Source information Block Start

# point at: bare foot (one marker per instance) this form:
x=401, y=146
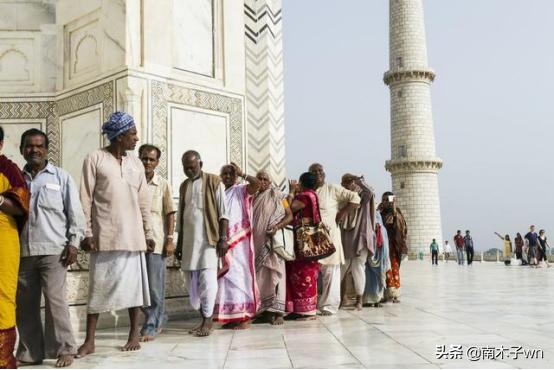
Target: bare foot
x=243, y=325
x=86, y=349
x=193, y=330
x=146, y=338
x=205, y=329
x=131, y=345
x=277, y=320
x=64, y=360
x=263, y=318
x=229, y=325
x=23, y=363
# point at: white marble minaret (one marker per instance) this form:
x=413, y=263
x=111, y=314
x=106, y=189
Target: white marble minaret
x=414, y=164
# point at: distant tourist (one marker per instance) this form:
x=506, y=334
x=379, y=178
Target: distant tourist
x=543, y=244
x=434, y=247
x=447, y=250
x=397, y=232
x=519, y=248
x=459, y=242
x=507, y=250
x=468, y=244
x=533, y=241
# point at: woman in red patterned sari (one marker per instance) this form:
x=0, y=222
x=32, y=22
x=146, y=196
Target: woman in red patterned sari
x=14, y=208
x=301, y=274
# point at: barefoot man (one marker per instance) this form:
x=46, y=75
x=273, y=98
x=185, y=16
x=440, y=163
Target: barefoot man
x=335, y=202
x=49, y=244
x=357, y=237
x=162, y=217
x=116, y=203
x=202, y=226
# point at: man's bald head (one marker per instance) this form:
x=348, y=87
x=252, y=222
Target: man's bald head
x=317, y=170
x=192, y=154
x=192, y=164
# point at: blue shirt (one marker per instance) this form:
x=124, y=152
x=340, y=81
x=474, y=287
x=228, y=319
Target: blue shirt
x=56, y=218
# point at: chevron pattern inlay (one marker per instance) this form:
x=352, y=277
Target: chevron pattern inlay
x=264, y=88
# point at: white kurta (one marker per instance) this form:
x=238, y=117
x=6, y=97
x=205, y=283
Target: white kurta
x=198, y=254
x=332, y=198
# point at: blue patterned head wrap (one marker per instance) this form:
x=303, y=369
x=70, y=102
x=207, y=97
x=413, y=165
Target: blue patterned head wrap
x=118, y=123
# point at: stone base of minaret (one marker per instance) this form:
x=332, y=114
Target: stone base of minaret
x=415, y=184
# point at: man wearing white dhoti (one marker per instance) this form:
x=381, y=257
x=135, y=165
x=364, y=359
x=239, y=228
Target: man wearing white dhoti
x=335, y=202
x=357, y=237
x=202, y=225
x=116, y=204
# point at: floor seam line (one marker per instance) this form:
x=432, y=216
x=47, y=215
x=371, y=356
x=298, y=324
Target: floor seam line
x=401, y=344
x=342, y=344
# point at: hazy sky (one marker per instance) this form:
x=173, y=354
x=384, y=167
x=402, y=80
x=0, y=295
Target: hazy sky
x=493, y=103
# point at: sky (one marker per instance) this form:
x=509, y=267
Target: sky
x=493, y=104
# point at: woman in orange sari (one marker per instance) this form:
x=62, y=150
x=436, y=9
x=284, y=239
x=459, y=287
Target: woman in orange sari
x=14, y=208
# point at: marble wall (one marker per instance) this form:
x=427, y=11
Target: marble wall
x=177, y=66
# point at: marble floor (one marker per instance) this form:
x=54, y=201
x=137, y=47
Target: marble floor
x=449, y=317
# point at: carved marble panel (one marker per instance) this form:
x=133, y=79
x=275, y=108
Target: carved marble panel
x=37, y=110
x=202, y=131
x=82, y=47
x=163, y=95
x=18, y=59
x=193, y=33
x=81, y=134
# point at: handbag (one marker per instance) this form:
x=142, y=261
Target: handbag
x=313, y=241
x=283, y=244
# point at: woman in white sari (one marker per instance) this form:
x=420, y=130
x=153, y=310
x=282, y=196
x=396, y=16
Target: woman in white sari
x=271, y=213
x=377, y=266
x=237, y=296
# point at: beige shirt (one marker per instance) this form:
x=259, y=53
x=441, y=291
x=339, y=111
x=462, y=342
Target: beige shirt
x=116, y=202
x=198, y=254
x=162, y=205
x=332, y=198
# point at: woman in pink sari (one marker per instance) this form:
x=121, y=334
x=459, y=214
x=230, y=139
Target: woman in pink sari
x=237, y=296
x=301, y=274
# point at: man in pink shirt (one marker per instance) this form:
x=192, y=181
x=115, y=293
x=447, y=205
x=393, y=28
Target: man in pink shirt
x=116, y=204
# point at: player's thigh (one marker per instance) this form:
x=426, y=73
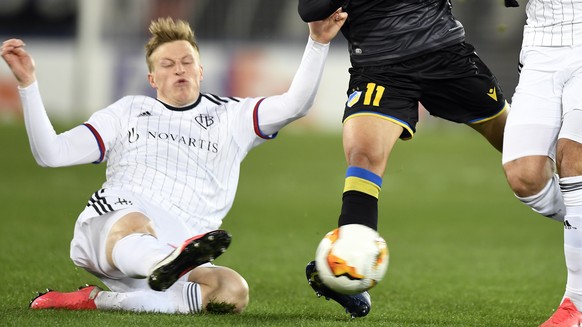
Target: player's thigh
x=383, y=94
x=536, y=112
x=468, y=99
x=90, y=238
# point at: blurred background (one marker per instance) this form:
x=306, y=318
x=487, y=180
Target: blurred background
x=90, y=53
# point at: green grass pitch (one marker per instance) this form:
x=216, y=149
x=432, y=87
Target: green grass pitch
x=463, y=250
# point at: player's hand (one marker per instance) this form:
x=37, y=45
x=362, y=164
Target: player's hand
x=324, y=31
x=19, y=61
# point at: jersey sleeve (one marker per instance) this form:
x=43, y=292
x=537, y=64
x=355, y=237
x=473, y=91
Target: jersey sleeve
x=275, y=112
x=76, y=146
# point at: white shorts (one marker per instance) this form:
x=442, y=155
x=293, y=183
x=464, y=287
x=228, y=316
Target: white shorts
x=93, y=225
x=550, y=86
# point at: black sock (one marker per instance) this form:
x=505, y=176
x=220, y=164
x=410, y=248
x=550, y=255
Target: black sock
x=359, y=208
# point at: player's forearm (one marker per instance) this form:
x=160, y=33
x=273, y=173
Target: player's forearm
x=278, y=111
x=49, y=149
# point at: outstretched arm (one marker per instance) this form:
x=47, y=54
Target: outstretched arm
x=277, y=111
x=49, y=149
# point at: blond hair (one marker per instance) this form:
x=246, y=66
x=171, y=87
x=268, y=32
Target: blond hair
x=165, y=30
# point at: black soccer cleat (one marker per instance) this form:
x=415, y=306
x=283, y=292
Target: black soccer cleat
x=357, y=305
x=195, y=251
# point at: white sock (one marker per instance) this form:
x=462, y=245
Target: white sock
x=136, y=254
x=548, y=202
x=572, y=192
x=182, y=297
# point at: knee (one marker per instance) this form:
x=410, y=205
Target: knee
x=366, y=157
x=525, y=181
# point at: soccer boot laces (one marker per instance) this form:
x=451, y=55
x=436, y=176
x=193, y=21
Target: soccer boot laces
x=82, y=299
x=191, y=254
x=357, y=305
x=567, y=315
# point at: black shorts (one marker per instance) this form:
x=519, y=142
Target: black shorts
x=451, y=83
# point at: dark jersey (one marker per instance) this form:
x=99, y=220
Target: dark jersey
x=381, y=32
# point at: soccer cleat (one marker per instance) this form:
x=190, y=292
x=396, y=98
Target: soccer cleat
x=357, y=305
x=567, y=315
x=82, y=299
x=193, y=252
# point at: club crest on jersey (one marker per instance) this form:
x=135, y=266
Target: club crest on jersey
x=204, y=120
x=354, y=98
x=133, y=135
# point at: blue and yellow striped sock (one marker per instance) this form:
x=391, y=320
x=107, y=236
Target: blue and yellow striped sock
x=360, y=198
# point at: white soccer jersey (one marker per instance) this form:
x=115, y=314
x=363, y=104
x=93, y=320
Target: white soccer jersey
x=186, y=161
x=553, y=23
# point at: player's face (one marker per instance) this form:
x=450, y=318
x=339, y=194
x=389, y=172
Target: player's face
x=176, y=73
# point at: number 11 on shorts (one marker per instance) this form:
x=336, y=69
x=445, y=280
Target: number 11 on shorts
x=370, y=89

Source information Block End

> _What is required_
With the pictures left out, return all the material above exactly.

> _Response box_
# point at: bare foot (one marker per instance) this form:
x=401, y=146
Target: bare foot
x=243, y=325
x=86, y=349
x=193, y=330
x=146, y=338
x=205, y=329
x=131, y=345
x=277, y=320
x=64, y=360
x=263, y=318
x=229, y=325
x=23, y=363
# point at: white marble minaret (one marker per instance) this form:
x=413, y=263
x=111, y=314
x=106, y=189
Target: white marble minaret
x=414, y=164
# point at: distant tourist (one marker per instance) this form:
x=506, y=334
x=379, y=178
Target: distant tourist
x=543, y=244
x=434, y=247
x=447, y=250
x=397, y=232
x=519, y=248
x=459, y=242
x=507, y=250
x=468, y=244
x=533, y=241
# point at: woman in red patterned sari (one marker per instance) this form:
x=0, y=222
x=32, y=22
x=146, y=196
Target: woman in red patterned sari
x=14, y=208
x=301, y=274
# point at: barefoot man (one marker per instance) this form:
x=46, y=75
x=273, y=98
x=185, y=16
x=440, y=163
Target: barefoot man
x=335, y=202
x=49, y=244
x=357, y=237
x=162, y=217
x=116, y=203
x=202, y=226
# point at: man's bald head (one marker per instance) this form:
x=348, y=87
x=252, y=222
Target: man's bald head
x=317, y=170
x=192, y=154
x=192, y=164
# point at: blue shirt (one marker per instance) this form:
x=124, y=152
x=340, y=81
x=474, y=287
x=228, y=319
Target: blue shirt
x=56, y=218
# point at: chevron pattern inlay (one marker per instance) this form:
x=352, y=277
Target: chevron pattern inlay
x=264, y=88
# point at: white kurta (one marker per instance) this form:
x=238, y=117
x=6, y=97
x=205, y=283
Target: white kurta
x=198, y=254
x=332, y=198
# point at: blue patterned head wrap (one marker per instance) this form:
x=303, y=369
x=70, y=102
x=207, y=97
x=413, y=165
Target: blue patterned head wrap
x=118, y=123
# point at: stone base of minaret (one marker per instance) this form:
x=332, y=114
Target: stone base of minaret
x=415, y=184
# point at: man wearing white dhoti (one marker per instance) this form:
x=381, y=257
x=135, y=165
x=364, y=359
x=239, y=228
Target: man wearing white dhoti
x=335, y=202
x=357, y=237
x=202, y=225
x=116, y=204
# point at: floor seam line (one marker per instance) this form:
x=432, y=216
x=47, y=215
x=371, y=356
x=298, y=324
Target: floor seam line
x=401, y=344
x=342, y=344
# point at: hazy sky (one marker per instance) this form:
x=173, y=354
x=384, y=167
x=402, y=80
x=0, y=295
Target: hazy sky
x=493, y=103
# point at: sky (one marker per instance) this form:
x=509, y=267
Target: sky
x=493, y=104
# point at: woman in orange sari (one marker per instance) this form:
x=62, y=150
x=436, y=9
x=284, y=239
x=459, y=287
Target: woman in orange sari
x=14, y=208
# point at: marble wall (one marker per instance) this form:
x=427, y=11
Target: marble wall
x=177, y=66
# point at: marble floor (one marker per instance) this form:
x=54, y=201
x=137, y=47
Target: marble floor
x=449, y=317
# point at: carved marble panel (one marker per instance) this form:
x=133, y=79
x=275, y=108
Target: carved marble panel
x=37, y=110
x=202, y=131
x=82, y=47
x=163, y=95
x=18, y=59
x=193, y=33
x=81, y=134
# point at: handbag (one marker per instance) this form:
x=142, y=261
Target: handbag
x=313, y=241
x=283, y=244
# point at: woman in white sari (one marker per instance) this form:
x=420, y=130
x=153, y=310
x=282, y=196
x=396, y=16
Target: woman in white sari
x=271, y=213
x=377, y=266
x=237, y=296
# point at: beige shirt (one marker per instance) this form:
x=259, y=53
x=441, y=291
x=339, y=111
x=462, y=342
Target: beige shirt
x=116, y=202
x=198, y=254
x=162, y=205
x=332, y=198
# point at: woman in pink sari (one marker per instance) this form:
x=121, y=334
x=459, y=214
x=230, y=139
Target: woman in pink sari
x=237, y=296
x=301, y=274
# point at: man in pink shirt (one marker per instance) this form:
x=192, y=181
x=115, y=293
x=447, y=205
x=393, y=28
Target: man in pink shirt
x=116, y=204
# point at: player's thigh (one marker per instance) this form:
x=426, y=73
Target: player's thigh
x=383, y=94
x=536, y=112
x=468, y=99
x=90, y=238
# point at: blurred background (one marker per instance) this form:
x=306, y=318
x=487, y=180
Target: blurred background
x=90, y=53
# point at: green grass pitch (one marker per instance) this form:
x=216, y=149
x=432, y=87
Target: green grass pitch
x=463, y=250
# point at: player's hand (one marker per instance) this form:
x=37, y=45
x=362, y=164
Target: player's hand
x=324, y=31
x=19, y=61
# point at: jersey sleeve (one marker per instance) this form:
x=43, y=292
x=537, y=64
x=355, y=237
x=473, y=91
Target: jersey sleeve
x=275, y=112
x=76, y=146
# point at: white shorts (one marker per instance) this form:
x=442, y=155
x=293, y=183
x=464, y=287
x=228, y=316
Target: white shorts
x=93, y=225
x=550, y=86
# point at: black sock (one marker per instance) this form:
x=505, y=176
x=220, y=164
x=410, y=248
x=550, y=255
Target: black sock
x=359, y=208
# point at: player's forearm (one marker per instance) this form:
x=160, y=33
x=273, y=173
Target: player's forearm
x=278, y=111
x=49, y=149
# point at: outstretched arm (one marker per instance) this form:
x=47, y=54
Target: outstretched arm
x=277, y=111
x=49, y=149
# point at: blond hair (one marker per instance) this form:
x=246, y=66
x=171, y=87
x=268, y=32
Target: blond hair
x=165, y=30
# point at: black soccer cleat (one marker per instance) this form:
x=415, y=306
x=283, y=292
Target: black soccer cleat
x=357, y=305
x=195, y=251
# point at: white sock (one marker per instance) this form:
x=462, y=245
Target: white sock
x=136, y=254
x=548, y=202
x=572, y=192
x=182, y=297
# point at: knee (one marker per instance) this form:
x=410, y=205
Target: knee
x=366, y=157
x=525, y=181
# point at: soccer boot laces (one marker per instance) this form:
x=451, y=55
x=436, y=176
x=193, y=21
Target: soccer boot laces
x=82, y=299
x=191, y=254
x=357, y=305
x=567, y=315
# point at: black shorts (one marker per instance) this form:
x=519, y=142
Target: black shorts
x=451, y=83
# point at: dark jersey (one marker per instance) this form:
x=99, y=220
Target: dark jersey
x=381, y=32
# point at: soccer cleat (one marker per instance) this form:
x=190, y=292
x=396, y=98
Target: soccer cleat
x=357, y=305
x=567, y=315
x=82, y=299
x=193, y=252
# point at: club crest on jersey (one marker per instance) this form:
x=135, y=266
Target: club crest on jersey
x=204, y=120
x=354, y=98
x=133, y=135
# point at: blue and yellow striped sock (one marker per instance) this form:
x=391, y=320
x=107, y=236
Target: blue and yellow striped sock
x=360, y=198
# point at: white soccer jersey (one marker per instance) this form:
x=115, y=314
x=363, y=104
x=93, y=320
Target: white soccer jersey
x=186, y=161
x=553, y=23
# point at: player's face (one marker per instance) this form:
x=450, y=318
x=339, y=194
x=389, y=172
Target: player's face
x=176, y=73
# point at: number 11 on shorts (one marker per instance) this form:
x=336, y=69
x=445, y=280
Target: number 11 on shorts
x=370, y=89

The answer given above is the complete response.